STORED DATA:
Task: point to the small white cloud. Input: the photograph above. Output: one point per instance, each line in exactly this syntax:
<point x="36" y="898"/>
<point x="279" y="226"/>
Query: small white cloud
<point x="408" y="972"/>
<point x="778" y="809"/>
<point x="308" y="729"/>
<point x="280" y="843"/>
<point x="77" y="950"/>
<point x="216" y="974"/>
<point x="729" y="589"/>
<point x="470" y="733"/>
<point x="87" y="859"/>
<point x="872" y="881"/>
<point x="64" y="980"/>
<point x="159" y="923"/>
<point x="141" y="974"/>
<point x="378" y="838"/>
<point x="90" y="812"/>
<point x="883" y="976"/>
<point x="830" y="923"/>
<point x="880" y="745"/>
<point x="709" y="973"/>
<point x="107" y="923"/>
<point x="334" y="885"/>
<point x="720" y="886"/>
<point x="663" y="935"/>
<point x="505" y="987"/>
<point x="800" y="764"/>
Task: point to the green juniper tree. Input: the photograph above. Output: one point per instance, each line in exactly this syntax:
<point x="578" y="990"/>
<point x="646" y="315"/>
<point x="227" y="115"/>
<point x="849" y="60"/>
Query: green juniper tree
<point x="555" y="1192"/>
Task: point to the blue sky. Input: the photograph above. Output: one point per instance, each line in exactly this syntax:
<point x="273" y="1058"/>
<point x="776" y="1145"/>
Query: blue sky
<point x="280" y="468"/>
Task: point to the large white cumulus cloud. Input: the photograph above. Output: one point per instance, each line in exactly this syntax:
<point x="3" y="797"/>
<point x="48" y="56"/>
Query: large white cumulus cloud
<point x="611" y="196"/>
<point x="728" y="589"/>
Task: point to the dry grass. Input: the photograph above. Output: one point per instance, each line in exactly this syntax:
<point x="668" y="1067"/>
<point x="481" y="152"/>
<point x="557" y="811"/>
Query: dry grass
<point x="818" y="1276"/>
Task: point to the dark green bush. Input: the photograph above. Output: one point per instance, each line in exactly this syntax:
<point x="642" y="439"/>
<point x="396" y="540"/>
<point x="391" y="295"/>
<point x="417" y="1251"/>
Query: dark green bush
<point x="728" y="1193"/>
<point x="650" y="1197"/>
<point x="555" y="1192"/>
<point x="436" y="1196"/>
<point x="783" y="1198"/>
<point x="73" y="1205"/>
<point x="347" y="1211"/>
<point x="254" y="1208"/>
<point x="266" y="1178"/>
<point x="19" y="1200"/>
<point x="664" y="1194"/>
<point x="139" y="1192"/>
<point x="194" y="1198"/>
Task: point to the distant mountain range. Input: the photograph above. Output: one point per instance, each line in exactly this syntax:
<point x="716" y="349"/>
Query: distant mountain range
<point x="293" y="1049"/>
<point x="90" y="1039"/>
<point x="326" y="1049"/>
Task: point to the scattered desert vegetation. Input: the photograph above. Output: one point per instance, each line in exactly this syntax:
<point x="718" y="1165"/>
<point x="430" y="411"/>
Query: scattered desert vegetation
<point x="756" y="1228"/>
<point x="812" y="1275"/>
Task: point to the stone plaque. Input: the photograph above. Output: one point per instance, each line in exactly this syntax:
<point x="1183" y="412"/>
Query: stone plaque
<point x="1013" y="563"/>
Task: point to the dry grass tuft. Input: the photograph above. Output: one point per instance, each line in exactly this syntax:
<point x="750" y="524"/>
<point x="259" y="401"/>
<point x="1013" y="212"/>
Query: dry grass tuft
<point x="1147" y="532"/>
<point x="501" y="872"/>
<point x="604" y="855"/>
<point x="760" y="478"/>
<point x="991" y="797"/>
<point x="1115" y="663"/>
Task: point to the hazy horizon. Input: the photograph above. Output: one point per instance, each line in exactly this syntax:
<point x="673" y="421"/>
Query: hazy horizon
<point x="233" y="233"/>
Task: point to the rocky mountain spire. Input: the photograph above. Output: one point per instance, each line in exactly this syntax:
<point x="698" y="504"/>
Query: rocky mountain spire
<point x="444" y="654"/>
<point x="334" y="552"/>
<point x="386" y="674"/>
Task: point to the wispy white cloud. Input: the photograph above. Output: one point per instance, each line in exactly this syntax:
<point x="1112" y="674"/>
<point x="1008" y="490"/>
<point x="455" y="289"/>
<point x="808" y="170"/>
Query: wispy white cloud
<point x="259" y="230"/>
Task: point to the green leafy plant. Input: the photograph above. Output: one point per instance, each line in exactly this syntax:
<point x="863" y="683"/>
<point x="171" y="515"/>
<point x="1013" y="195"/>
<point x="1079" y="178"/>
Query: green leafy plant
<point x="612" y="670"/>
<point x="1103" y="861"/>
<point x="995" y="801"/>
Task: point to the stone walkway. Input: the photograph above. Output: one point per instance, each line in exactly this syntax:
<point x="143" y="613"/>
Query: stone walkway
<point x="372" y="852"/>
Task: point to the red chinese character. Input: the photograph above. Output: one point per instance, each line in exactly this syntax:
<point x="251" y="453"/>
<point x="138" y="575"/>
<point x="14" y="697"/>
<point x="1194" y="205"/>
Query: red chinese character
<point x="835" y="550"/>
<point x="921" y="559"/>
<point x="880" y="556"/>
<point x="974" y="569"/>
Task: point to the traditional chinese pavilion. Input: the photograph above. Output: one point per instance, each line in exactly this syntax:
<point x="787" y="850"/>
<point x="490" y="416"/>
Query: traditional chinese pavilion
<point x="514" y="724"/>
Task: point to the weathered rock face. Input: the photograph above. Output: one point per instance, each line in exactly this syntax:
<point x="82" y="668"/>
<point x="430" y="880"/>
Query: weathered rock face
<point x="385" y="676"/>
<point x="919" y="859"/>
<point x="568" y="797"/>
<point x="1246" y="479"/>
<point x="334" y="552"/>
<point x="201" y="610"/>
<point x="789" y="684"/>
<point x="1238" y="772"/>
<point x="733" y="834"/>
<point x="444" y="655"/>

TASK REQUIREMENTS:
Copy every line from the one that contains "Task: point to the traditional" through the end of the entries, keeping the task lines and their sample points unchanged. In the points listed after each "Query" line, shift both the x and y coordinates by -84.

SOLUTION TO THIS EXERCISE:
Task: point to the traditional chinese pavilion. Input: the photograph above. Output: one point per instance, each line in exactly this syntax:
<point x="787" y="850"/>
<point x="490" y="416"/>
Query: traditional chinese pavilion
<point x="430" y="640"/>
Task: point to the weathered rock face. Input: the photograph above. Output: one point per instance, each line in exactly this syntax:
<point x="82" y="668"/>
<point x="430" y="880"/>
Query: weathered rock face
<point x="301" y="592"/>
<point x="835" y="775"/>
<point x="484" y="713"/>
<point x="1162" y="395"/>
<point x="250" y="468"/>
<point x="117" y="526"/>
<point x="705" y="600"/>
<point x="1154" y="688"/>
<point x="649" y="750"/>
<point x="360" y="571"/>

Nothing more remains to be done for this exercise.